— Begin DOCUMENT SECTION —
One might think that the Athenian’s curative view of punishment results in soft penalties, but this is far from true. Punishment will take six forms: death, corporal punishment, imprisonment, exile, monetary penalties, and dishonors. It is worth pointing out that the use of imprisonment as punishment in Greek society appears to be an innovation of Plato. One might wonder how capital punishment is compatible with a curative theory of punishment. The answer is that some people are beyond cure and death is best for them and the city (862d-863a). For Plato, psychological harmony, virtue, and well-being are all interconnected. Accordingly, the completely vicious who cannot be cured will always be in a state of psychological disharmony and will never flourish. Death is better than living in such a condition.

12. Book 10

Book 10 is probably the most studied and best known part of the Laws. The Book concerns the laws of impiety of which there are three varieties (885b):

Atheism: The belief that the gods do not exist.

Deism: The belief that the gods exist but are indifferent to human affairs.

Traditional Theism: The belief that the gods exist and can be bribed.

The Athenian believes that these impious beliefs threaten to undermine the political and ethical foundation of the city. Because of this, the lawgiver must attempt to persuade the citizens to abandon these false beliefs. If citizens refuse, they must be punished.

a. Atheism

Clinias is surprised that atheists exist. This is because he thinks that it is well agreed by Greek and non-Greeks that certain visible celestial bodies are gods (885e). The Athenian takes Clinias to be too dismissive of atheists, attributing their belief to a lack of self-control and desire for pleasure (886a-b). The Athenian explains that the cause of atheism is not a lack of self-control, but, rather, a materialistic cosmology (888e-890a). Atheists believe that the origins of the cosmos are basic elemental bodies randomly interacting with each other via an unintelligent process. Craft, which is an intelligent process, only comes into effect later once humans are created. There are two types of craft. First, there are those that cooperate with natural processes and are useful such as farming. Second, there are those that do not cooperate with natural processes and are useless such as law and religion. Hence, Atheists hold that the cosmos is directed via blind random chance and things like religion and law are products of useless crafts.
— End DOCUMENT SECTION —
— Begin DATASET CONTENT —
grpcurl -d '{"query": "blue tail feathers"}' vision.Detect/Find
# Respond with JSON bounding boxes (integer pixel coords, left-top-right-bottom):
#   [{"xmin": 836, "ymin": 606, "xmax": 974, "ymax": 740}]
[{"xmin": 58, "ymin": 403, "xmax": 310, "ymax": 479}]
— End DATASET CONTENT —
- [WHAT THIS EXERCISE ASKS]
1. In the passage on Plato's Laws, why does the Athenian consider the death penalty compatible with a curative view of punishment? Answer in one to three sentences.
2. Pick up the passage on Plato's Laws after its last sentence and keep writing.

- [ANSWERS]
1. Some people can't be cured, and for them death is best, both for themselves and for the city. Since inner harmony, virtue and well-being are bound together, the completely vicious will always be in inner disharmony and never flourish, and death is better than living that way.

2.
The Athenian responds by defending an alternative cosmology, which reverses the priority of soul and matter. Readers should be warned that the argument is obscure, difficult, and probably invalid; let this merely serve as a sketch of the main moves in it. The Athenian begins by explaining that there are two types of motions. On the one hand, there is “transmitted motion,” which moves other things, but cannot move unless another motion moves it. On the other hand, there is “self-motion,” which moves itself as well as other things (894b-c). The first motion cannot be a transmitted motion or else there would have to be an infinite series of transmitted motion (894e). Additionally, imagine, for instance, that there was a complete rest, the only thing that could initiate motion again would be self-motion (895a-b). Thus, the first motion must be self-motion (895c).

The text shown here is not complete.